▶ [WHAT THE TASK REQUIRES]
Rewrite the data below as a numbered list, starting at the line that contains "Would you point at the rust" and ending at the line that contains "point(385, 285)", with both of those lines included and any blank lines left out.
.....
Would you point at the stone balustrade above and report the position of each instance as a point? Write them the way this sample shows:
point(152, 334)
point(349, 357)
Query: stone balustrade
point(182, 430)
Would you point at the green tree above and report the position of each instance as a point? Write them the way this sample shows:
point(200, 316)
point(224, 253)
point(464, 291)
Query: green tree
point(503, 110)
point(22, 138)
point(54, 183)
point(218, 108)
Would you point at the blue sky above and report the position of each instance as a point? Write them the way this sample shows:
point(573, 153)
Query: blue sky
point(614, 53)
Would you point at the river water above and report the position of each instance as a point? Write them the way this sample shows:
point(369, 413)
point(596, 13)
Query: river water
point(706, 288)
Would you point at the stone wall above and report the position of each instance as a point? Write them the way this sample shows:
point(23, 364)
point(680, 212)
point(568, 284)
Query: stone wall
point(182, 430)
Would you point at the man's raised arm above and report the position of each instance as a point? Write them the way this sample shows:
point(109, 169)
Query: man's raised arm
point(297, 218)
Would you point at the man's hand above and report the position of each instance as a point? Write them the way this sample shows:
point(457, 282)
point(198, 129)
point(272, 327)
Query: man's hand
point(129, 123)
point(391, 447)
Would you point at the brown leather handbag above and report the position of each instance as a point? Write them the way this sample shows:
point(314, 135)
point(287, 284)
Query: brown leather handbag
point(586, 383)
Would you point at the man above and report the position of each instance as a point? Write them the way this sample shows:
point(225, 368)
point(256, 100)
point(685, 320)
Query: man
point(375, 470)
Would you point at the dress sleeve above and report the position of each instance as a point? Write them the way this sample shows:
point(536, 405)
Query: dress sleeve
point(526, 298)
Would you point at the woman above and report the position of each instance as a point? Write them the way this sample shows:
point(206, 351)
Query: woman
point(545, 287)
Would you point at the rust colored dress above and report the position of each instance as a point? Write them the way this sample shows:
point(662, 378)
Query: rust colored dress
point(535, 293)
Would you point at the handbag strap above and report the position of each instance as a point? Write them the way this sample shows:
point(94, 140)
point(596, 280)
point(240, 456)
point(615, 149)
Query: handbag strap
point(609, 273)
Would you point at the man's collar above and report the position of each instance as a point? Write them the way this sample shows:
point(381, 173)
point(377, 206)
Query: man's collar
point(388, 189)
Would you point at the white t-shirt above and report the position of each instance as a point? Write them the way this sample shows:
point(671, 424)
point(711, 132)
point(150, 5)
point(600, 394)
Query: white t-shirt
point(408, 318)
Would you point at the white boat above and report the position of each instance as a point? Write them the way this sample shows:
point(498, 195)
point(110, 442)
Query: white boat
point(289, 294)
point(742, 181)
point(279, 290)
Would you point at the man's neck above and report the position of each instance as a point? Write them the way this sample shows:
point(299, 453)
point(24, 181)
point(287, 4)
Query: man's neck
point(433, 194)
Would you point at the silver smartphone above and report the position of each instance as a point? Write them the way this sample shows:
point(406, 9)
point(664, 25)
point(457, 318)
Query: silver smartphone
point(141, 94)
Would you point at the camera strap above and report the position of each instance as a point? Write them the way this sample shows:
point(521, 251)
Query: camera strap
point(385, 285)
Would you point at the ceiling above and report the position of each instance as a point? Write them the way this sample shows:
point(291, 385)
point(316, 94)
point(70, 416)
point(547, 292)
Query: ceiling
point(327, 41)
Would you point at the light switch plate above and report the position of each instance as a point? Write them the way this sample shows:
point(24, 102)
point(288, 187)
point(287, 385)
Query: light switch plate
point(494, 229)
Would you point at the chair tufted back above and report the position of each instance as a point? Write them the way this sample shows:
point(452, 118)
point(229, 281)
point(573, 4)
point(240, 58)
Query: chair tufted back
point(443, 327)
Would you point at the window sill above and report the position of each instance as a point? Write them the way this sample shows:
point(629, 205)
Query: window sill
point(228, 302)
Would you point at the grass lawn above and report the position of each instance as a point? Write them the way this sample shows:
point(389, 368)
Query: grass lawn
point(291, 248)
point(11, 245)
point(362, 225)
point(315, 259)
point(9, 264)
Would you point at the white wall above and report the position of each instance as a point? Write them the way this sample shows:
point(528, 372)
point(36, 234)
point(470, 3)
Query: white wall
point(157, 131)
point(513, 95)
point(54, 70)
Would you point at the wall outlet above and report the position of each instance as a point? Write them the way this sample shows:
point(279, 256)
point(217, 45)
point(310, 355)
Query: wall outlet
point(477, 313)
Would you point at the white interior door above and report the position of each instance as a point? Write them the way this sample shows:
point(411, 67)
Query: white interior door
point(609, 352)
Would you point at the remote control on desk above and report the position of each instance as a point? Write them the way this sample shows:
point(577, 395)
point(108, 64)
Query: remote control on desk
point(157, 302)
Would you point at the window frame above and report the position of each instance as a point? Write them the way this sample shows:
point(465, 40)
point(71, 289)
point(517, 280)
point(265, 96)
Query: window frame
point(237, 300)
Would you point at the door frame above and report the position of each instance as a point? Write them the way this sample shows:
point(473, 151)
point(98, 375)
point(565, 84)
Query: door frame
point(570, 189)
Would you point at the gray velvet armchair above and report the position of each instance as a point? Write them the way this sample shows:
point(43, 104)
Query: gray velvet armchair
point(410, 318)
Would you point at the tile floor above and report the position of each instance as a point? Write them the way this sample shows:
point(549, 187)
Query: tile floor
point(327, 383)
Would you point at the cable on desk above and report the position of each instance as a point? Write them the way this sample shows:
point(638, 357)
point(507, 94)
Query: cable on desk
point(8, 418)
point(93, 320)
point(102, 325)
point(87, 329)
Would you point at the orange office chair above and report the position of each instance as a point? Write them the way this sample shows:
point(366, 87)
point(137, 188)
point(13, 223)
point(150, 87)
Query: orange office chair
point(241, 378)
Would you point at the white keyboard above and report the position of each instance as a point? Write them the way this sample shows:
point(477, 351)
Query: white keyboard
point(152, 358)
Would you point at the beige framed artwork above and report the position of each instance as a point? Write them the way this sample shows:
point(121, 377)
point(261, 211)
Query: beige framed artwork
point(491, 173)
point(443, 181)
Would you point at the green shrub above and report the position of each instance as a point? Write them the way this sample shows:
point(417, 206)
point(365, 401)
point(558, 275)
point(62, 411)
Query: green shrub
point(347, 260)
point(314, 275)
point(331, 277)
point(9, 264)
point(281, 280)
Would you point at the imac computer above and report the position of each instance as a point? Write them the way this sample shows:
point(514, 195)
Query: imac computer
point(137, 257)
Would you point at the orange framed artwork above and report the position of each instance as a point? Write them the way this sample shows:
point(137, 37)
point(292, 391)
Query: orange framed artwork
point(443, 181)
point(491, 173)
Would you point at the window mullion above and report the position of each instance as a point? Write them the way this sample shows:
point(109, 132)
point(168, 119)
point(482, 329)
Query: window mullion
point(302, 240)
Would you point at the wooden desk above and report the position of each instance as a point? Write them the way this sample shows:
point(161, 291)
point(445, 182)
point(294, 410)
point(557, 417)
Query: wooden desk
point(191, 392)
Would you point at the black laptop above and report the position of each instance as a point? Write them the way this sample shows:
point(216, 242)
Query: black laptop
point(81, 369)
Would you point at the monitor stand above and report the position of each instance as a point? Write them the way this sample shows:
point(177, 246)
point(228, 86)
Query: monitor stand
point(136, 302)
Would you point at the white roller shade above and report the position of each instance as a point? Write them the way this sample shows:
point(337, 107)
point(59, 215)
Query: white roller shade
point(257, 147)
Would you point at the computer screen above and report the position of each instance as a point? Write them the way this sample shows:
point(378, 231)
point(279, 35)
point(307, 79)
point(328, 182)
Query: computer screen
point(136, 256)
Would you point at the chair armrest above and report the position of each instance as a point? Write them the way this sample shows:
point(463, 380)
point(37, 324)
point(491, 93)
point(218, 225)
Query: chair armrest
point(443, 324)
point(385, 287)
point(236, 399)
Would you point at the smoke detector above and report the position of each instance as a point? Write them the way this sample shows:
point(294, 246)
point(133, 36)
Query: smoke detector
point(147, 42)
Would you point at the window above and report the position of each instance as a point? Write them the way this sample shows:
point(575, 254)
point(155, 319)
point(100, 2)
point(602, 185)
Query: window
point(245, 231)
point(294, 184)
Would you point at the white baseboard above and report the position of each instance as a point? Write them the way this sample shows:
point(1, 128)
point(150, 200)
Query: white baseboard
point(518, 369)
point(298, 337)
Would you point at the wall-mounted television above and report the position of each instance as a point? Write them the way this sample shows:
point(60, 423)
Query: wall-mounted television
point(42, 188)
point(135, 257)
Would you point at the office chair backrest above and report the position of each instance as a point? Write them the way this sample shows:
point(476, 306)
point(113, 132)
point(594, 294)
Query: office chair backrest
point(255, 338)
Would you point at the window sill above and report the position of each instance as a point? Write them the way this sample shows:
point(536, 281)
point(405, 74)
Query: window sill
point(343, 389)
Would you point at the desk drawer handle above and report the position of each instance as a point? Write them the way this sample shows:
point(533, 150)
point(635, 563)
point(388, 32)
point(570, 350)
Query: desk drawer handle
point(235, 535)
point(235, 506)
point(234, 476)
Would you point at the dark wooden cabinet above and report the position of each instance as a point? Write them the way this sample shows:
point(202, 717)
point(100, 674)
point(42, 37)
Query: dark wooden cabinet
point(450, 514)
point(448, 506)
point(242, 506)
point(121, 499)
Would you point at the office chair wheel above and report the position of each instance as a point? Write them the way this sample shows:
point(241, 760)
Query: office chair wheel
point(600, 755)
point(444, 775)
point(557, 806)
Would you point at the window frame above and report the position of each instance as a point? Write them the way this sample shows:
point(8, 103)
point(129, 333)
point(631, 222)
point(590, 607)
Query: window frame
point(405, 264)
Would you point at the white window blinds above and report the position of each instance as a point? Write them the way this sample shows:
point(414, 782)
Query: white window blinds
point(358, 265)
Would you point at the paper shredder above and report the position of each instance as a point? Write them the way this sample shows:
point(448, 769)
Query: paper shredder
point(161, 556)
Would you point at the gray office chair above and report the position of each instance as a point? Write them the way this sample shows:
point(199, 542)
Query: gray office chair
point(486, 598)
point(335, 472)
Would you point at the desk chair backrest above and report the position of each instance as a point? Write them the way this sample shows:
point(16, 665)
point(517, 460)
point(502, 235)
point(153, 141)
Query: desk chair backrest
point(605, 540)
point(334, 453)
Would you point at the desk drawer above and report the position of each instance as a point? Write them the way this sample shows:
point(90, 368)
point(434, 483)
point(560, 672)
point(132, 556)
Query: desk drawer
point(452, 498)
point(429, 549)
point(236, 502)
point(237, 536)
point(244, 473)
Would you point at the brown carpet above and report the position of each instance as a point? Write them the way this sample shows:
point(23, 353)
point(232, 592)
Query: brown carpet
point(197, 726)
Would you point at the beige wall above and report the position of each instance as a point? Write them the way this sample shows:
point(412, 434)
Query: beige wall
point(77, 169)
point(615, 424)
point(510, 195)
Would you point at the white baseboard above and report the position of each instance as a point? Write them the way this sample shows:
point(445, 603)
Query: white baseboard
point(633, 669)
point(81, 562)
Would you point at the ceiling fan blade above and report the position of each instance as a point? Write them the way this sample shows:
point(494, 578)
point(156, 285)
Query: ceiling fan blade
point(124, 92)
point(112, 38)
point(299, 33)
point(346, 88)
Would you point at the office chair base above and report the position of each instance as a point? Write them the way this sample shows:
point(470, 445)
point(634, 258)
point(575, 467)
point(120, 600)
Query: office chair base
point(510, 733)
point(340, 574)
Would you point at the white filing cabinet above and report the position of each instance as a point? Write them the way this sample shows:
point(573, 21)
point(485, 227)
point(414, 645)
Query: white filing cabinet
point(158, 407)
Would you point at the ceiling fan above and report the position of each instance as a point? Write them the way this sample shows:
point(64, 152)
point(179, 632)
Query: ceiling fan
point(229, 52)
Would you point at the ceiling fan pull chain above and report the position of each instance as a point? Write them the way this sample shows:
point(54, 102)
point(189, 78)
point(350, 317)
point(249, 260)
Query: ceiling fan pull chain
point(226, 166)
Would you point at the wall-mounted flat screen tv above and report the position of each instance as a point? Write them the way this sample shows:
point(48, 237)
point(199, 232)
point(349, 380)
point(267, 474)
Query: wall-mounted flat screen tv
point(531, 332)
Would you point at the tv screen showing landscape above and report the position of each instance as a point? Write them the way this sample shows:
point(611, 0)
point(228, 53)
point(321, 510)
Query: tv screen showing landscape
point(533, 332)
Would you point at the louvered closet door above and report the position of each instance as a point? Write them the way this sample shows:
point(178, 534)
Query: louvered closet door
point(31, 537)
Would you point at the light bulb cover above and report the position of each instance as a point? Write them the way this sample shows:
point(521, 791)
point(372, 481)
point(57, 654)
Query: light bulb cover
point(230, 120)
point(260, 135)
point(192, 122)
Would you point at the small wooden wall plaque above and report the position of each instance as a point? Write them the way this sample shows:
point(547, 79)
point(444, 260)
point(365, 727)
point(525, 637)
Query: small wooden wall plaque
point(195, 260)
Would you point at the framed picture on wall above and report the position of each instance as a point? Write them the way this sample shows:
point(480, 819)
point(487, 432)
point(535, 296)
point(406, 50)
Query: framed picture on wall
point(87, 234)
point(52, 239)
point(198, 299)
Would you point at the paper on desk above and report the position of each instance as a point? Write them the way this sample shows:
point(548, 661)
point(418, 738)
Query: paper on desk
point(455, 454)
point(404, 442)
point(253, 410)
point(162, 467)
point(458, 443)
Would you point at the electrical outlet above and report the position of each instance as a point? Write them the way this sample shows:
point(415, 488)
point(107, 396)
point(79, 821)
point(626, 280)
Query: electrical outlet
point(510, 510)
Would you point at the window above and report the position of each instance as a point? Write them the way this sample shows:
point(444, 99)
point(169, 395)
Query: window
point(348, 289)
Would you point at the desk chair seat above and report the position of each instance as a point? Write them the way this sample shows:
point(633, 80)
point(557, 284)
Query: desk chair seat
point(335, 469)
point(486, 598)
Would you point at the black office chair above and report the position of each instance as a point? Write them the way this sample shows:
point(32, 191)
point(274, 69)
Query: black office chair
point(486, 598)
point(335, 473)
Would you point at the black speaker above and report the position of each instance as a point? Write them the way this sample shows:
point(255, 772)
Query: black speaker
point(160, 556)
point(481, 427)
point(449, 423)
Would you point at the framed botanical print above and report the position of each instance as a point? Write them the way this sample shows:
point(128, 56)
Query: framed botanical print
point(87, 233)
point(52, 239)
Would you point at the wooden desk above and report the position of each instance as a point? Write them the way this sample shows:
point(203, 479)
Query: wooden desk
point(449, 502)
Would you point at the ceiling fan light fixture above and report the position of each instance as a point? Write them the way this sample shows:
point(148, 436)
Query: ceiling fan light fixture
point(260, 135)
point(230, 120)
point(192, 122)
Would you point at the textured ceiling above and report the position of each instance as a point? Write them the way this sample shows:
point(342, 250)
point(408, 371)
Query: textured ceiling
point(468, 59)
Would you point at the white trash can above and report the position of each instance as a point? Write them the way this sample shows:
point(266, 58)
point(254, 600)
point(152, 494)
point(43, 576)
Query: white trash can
.....
▶ [RESULT OF THE TASK]
1. Would you point at the rust colored dress above and report the position of each instance as a point? Write them the way this sample shows:
2. point(662, 378)
3. Query: rust colored dress
4. point(535, 293)
5. Would you point at the handbag strap above and report the position of each instance as a point? Write them the way this sample shows:
6. point(94, 140)
7. point(596, 280)
8. point(240, 456)
9. point(615, 149)
10. Query: handbag strap
11. point(609, 273)
12. Would you point at the man's collar above and report the position of each instance as a point? Write them the way this sample shows:
13. point(381, 173)
14. point(377, 206)
15. Query: man's collar
16. point(388, 189)
17. Would you point at the white t-shirt above and report the position of each instance as a point? Write them the way this sample shows:
18. point(671, 424)
19. point(711, 132)
20. point(150, 5)
21. point(600, 394)
22. Query: white t-shirt
23. point(408, 318)
24. Would you point at the white boat above and report the position of each instance as a point? Write them the way this sample shows:
25. point(498, 195)
26. point(110, 442)
27. Query: white boat
28. point(289, 294)
29. point(742, 181)
30. point(279, 290)
31. Would you point at the man's neck above and report the position of each instance as a point? Write them the way this sample shows:
32. point(299, 453)
33. point(24, 181)
34. point(287, 4)
35. Query: man's neck
36. point(433, 194)
37. Would you point at the silver smartphone above and report the position of each instance as a point? Write them the way this sample shows:
38. point(406, 9)
39. point(664, 25)
40. point(457, 318)
41. Query: silver smartphone
42. point(141, 94)
43. Would you point at the camera strap above and report the position of each instance as a point? Write them the way this sample shows:
44. point(521, 251)
45. Query: camera strap
46. point(385, 285)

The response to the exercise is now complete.